Give only the lines from the one containing "clock tower, given" through the end of the material below, exactly as written.

• Material shown:
************
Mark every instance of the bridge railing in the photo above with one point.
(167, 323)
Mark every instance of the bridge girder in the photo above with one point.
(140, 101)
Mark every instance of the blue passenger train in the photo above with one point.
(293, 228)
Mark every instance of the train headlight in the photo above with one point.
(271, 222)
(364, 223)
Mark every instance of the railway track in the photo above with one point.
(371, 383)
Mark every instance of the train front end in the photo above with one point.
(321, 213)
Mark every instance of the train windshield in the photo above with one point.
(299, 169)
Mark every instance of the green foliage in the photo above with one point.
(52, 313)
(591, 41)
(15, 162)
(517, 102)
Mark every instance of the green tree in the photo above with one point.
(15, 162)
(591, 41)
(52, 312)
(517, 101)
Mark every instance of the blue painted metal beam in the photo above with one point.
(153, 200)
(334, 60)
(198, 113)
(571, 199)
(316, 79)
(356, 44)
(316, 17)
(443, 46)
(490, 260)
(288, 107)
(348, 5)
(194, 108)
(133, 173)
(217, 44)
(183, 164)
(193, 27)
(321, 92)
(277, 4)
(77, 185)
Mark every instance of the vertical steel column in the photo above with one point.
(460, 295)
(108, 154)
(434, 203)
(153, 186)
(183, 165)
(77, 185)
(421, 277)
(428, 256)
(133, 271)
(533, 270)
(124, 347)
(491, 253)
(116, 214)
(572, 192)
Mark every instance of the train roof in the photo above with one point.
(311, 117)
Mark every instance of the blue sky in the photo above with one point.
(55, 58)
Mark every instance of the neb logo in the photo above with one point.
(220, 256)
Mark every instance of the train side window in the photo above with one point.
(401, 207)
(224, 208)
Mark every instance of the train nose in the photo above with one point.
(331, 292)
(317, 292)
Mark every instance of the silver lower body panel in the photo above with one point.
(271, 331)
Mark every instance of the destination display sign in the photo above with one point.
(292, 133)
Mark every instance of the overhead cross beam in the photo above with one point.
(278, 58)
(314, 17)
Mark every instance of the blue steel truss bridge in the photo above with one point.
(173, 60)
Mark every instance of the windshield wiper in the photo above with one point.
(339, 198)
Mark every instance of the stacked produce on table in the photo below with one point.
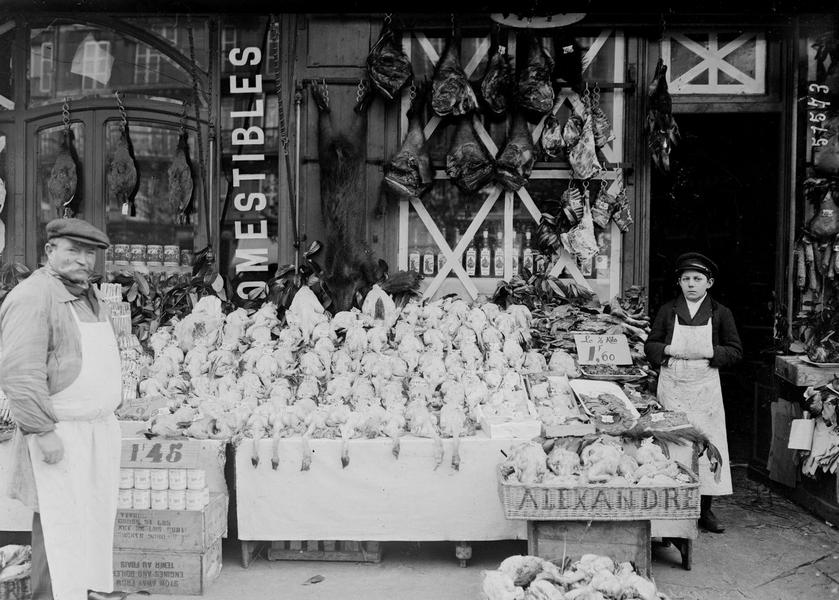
(600, 460)
(431, 369)
(593, 577)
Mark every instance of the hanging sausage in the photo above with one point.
(180, 177)
(122, 170)
(63, 179)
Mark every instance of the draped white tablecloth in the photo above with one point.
(377, 497)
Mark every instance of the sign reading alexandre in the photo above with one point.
(248, 171)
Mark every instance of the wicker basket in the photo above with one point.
(547, 502)
(16, 589)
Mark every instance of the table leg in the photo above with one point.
(463, 551)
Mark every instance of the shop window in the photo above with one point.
(82, 61)
(7, 34)
(715, 62)
(466, 243)
(156, 224)
(49, 147)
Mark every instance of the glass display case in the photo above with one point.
(467, 243)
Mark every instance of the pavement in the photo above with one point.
(771, 550)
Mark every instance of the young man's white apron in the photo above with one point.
(77, 497)
(693, 386)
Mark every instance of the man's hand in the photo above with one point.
(51, 446)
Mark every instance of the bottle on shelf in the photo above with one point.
(527, 253)
(498, 255)
(485, 262)
(470, 262)
(516, 253)
(429, 256)
(414, 252)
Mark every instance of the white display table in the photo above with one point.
(377, 497)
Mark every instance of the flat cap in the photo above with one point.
(78, 230)
(693, 261)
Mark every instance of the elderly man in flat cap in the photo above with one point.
(692, 337)
(61, 371)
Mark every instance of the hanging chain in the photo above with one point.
(197, 110)
(278, 86)
(361, 90)
(65, 113)
(121, 109)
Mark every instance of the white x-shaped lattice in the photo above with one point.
(565, 261)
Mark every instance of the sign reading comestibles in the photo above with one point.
(248, 171)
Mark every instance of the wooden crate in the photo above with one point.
(620, 540)
(325, 550)
(185, 530)
(165, 571)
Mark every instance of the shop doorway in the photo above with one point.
(721, 199)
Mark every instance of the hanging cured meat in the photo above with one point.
(122, 174)
(388, 66)
(62, 182)
(468, 163)
(552, 142)
(583, 156)
(498, 82)
(516, 160)
(451, 92)
(409, 173)
(180, 182)
(535, 91)
(661, 127)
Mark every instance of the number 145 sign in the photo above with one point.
(159, 454)
(602, 349)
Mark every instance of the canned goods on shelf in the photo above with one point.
(177, 500)
(126, 479)
(196, 479)
(142, 479)
(177, 479)
(140, 499)
(159, 499)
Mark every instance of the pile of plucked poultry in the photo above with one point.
(593, 577)
(604, 460)
(431, 369)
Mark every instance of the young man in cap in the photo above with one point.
(61, 372)
(693, 337)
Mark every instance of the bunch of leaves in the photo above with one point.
(159, 298)
(282, 287)
(540, 290)
(11, 274)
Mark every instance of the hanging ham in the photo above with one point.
(498, 82)
(122, 174)
(62, 182)
(388, 66)
(180, 182)
(662, 131)
(535, 92)
(553, 143)
(468, 163)
(451, 92)
(409, 173)
(516, 160)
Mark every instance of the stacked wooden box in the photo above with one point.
(168, 551)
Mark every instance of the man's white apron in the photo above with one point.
(693, 386)
(77, 497)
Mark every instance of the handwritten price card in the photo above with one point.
(602, 349)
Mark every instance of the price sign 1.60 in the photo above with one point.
(163, 454)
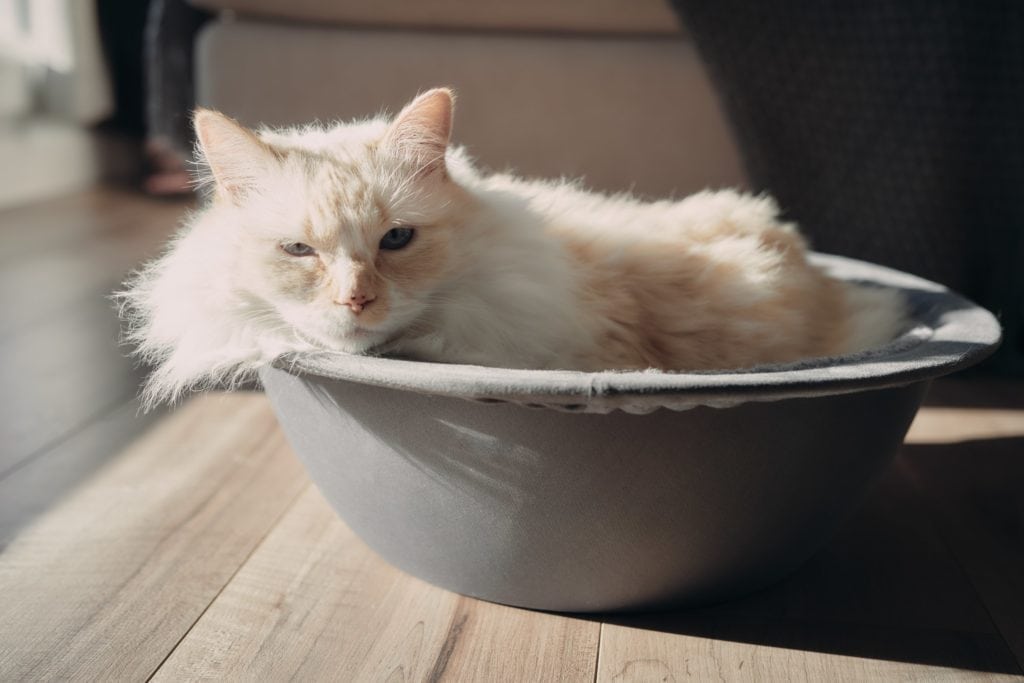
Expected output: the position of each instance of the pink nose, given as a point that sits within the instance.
(357, 301)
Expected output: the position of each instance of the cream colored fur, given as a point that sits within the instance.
(501, 271)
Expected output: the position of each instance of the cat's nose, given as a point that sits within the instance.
(357, 301)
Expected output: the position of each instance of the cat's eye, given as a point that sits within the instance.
(397, 238)
(298, 249)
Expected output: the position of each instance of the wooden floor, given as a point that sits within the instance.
(192, 545)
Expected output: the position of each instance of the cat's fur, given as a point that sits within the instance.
(501, 271)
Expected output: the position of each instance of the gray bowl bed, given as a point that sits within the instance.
(615, 491)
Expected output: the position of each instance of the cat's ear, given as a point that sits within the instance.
(421, 131)
(237, 158)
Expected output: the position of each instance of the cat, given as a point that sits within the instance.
(380, 237)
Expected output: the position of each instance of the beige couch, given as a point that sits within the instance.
(606, 89)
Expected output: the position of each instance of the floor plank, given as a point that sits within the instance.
(884, 599)
(314, 603)
(105, 584)
(60, 364)
(635, 654)
(43, 480)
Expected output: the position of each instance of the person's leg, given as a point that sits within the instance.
(170, 35)
(890, 131)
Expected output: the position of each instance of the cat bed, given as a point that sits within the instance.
(576, 492)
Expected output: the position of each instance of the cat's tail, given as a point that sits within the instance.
(876, 316)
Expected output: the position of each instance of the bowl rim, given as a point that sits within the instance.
(950, 333)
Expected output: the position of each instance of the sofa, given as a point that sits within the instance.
(609, 90)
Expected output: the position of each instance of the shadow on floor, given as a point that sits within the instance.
(888, 585)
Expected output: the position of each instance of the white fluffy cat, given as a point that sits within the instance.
(377, 237)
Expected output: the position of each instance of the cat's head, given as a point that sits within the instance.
(345, 232)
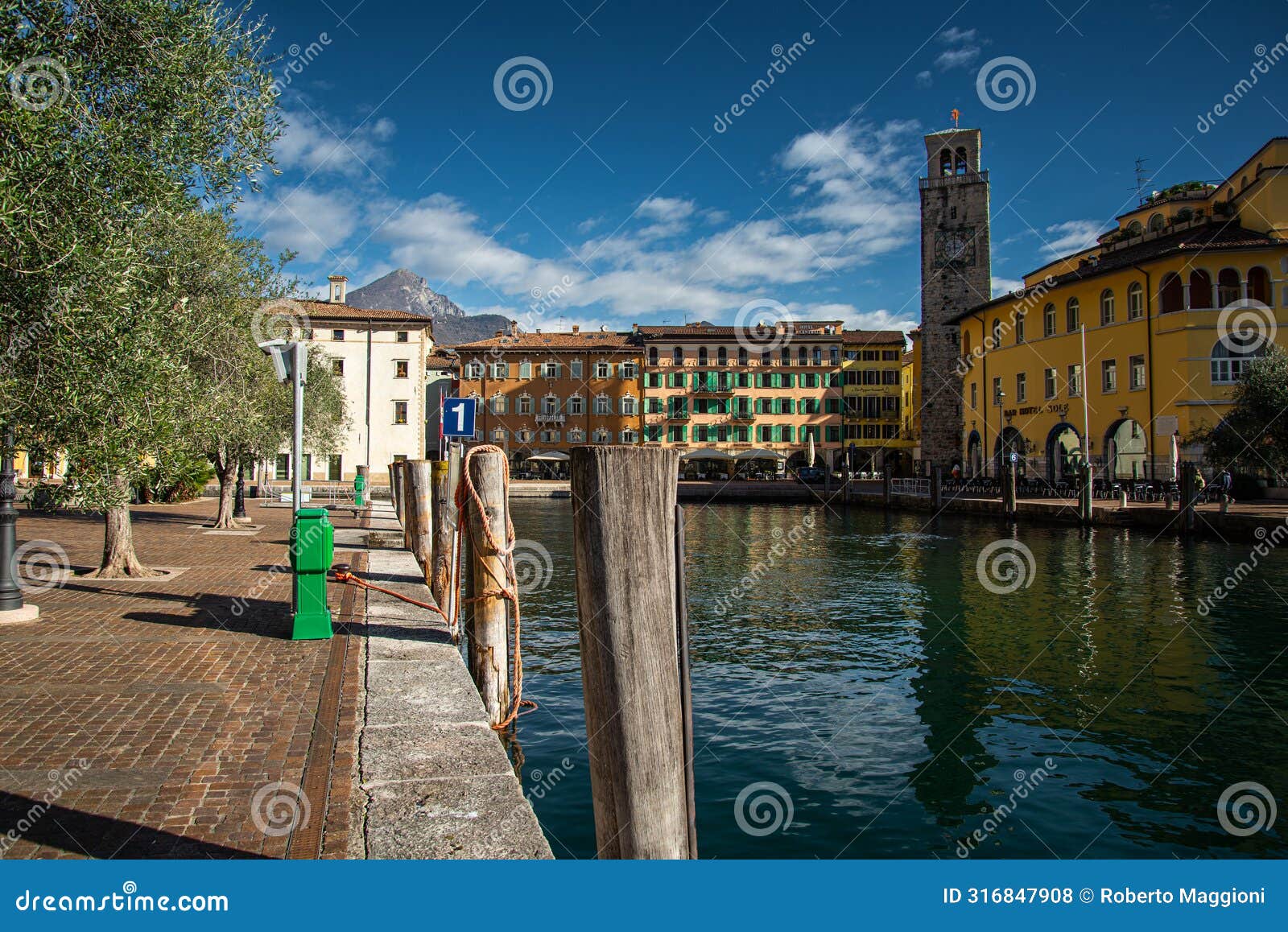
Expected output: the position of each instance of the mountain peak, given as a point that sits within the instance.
(403, 290)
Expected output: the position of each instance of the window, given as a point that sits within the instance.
(1135, 302)
(1137, 371)
(1232, 357)
(1075, 380)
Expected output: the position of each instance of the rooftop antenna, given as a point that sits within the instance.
(1143, 180)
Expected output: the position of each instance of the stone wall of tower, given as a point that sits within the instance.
(956, 274)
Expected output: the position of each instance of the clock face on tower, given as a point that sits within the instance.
(955, 246)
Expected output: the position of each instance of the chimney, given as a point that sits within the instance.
(339, 289)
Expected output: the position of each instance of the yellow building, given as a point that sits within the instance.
(1153, 313)
(873, 397)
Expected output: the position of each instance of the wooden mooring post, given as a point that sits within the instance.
(418, 491)
(444, 536)
(624, 541)
(489, 653)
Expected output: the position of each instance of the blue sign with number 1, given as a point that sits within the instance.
(459, 416)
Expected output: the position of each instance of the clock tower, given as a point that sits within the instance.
(955, 276)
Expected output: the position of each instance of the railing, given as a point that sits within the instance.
(911, 487)
(947, 180)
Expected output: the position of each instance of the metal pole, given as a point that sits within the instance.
(10, 596)
(240, 496)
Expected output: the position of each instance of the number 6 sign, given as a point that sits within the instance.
(459, 416)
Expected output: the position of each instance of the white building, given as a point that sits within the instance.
(382, 357)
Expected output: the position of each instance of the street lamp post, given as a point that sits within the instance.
(12, 608)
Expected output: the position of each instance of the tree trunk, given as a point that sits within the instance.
(119, 556)
(225, 468)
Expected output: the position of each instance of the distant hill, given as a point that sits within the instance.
(452, 331)
(406, 291)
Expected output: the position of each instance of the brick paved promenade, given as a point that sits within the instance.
(139, 719)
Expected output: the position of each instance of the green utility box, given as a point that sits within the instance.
(312, 551)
************
• Solution for this exercise:
Expected output: the position of each instance of the clock tower, given as a point that sits within the instance.
(955, 276)
Expected output: the position of each instance of the railing, given as a point that sits within the instance.
(911, 487)
(947, 180)
Expected output: the position of each instance of the metal pole, given as a point that sits within the instance.
(10, 596)
(240, 496)
Expected output: the position of each instance of the number 6 sign, given as a point that sits within the instance.
(459, 416)
Expected output: the position of each instance of the white building, given as a point that sits within the instance.
(382, 357)
Expected output: the position of each instance of the street lamp post, given as a point that sits within the instance.
(12, 608)
Expected output: the position of each instance of the tree trunk, given as a point that sits within the instance.
(119, 556)
(225, 468)
Expected output: the position of each instance of the distant hill, given as a point that sits within the instance.
(452, 331)
(406, 291)
Expected output: the position of each instance of the brick paved promenade, given as a point that sits within the instance.
(139, 719)
Expected output: the position of each instance of the green utility box, given as a point that sits within the instance.
(312, 551)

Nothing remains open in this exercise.